Direction: From the court judgment below, set down word for word the passage starting at "3.The matter be" and ending at "Act 1936 (Cth).".

Document passage:
(begin)

Iacono v Tax Agents' Board of Victoria
[2006] FCA 896
•11 JULY 2006
FEDERAL COURT OF AUSTRALIA
Iacono v Tax Agents’ Board of Victoria [2006] FCA 896
ADMINISTRATIVE LAW – appeal from decision of Administrative Appeals Tribunal – applicant’s registration suspended under s 251K(2) of Income Tax Assessment Act 1936 (Cth) – applicant sought review of decision in Tribunal – Tribunal affirmed decision to suspend registration – period of suspension determined inappropriately in reliance on s 251K(3B) – period to be determined under s 251K(3) – Tribunal alerted to error in application of s 251K(3B) after reasons delivered – Tribunal corrected determination under s 43AA of Administrative Appeals Tribunal Act 1975 (Cth) eliminating reference to s 251K(3B) – whether proper use of s 43AA – whether Tribunal committed jurisdictional error – whether Court should affirm decision notwithstanding jurisdictional error
Held: The Tribunal erred in relying upon s 43AA to alter a determination that contained an error of jurisdiction – period of suspension determined under incorrect statutory power – period of sentence remitted to Tribunal for proper determination
Administrative Appeals Tribunal Act 1975 (Cth) s 43AA(1), (3), s 44(4), (5)
Income Tax Assessment Act 1936 (Cth) s 251K(1), (2), (3), (3B)Commissioner of Taxation v Zoffanies Pty Ltd (2003) 132 FCR 523 applied
Comcare v Moon (2003) 75 ALD 160 followed
Morales v Minister for Immigration and Ethnic Affairs (1995) 60 FCR 550 cited
Santa Sabina College v Minister for Education (1985) 58 ALR 527 appliedBIAGIO GIOVANNI IACONO v TAX AGENTS’ BOARD OF VICTORIA
No VID 264 of 2006
FINN J
MELBOURNE
11 JULY 2006
IN THE FEDERAL COURT OF AUSTRALIA
VICTORIA DISTRICT REGISTRY
VID 264 OF 2006
BETWEEN:
BIAGIO GIOVANNI IACONO
APPLICANTAND:
TAX AGENTS' BOARD OF VICTORIA
RESPONDENTJUDGE:
FINN J
DATE OF ORDER:
11 JULY 2006
WHERE MADE:
MELBOURNE
THE COURT ORDERS THAT:
1. The application be allowed in part.
2.The decision of the Administrative Appeals Tribunal be set aside to the extent that it provides for a period of suspension of the applicant as a tax agent.
3.The matter be remitted to the Tribunal to hear and determine the question of the period of suspension in accordance with s 251K(3) of the Income Tax Assessment Act 1936 (Cth).
Note: Settlement and entry of orders is dealt with in Order 36 of the Federal Court Rules.

(end)

Data shown:
(begin)

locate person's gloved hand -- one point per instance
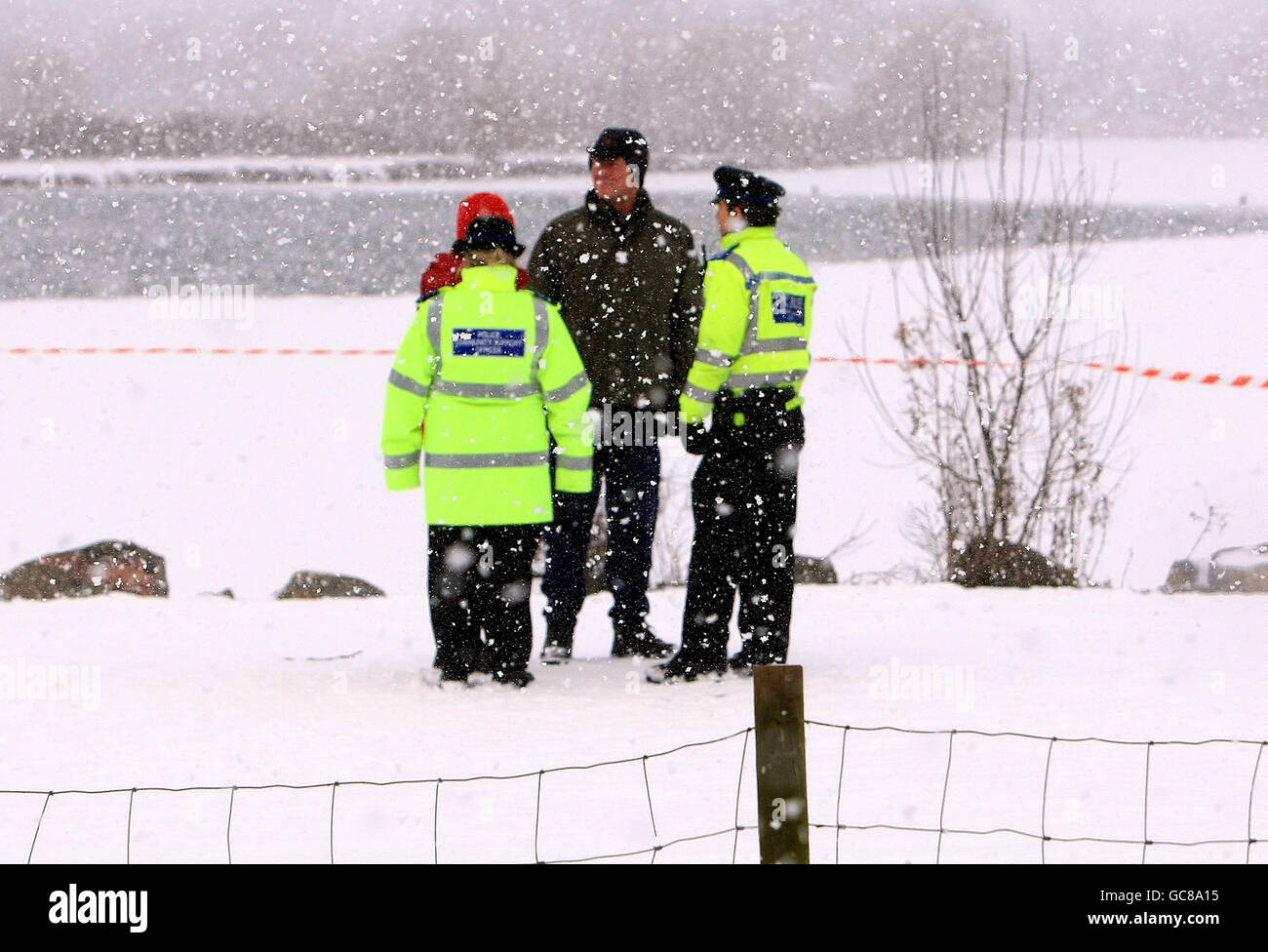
(695, 439)
(574, 508)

(end)

Solution:
3.The matter be remitted to the Tribunal to hear and determine the question of the period of suspension in accordance with s 251K(3) of the Income Tax Assessment Act 1936 (Cth).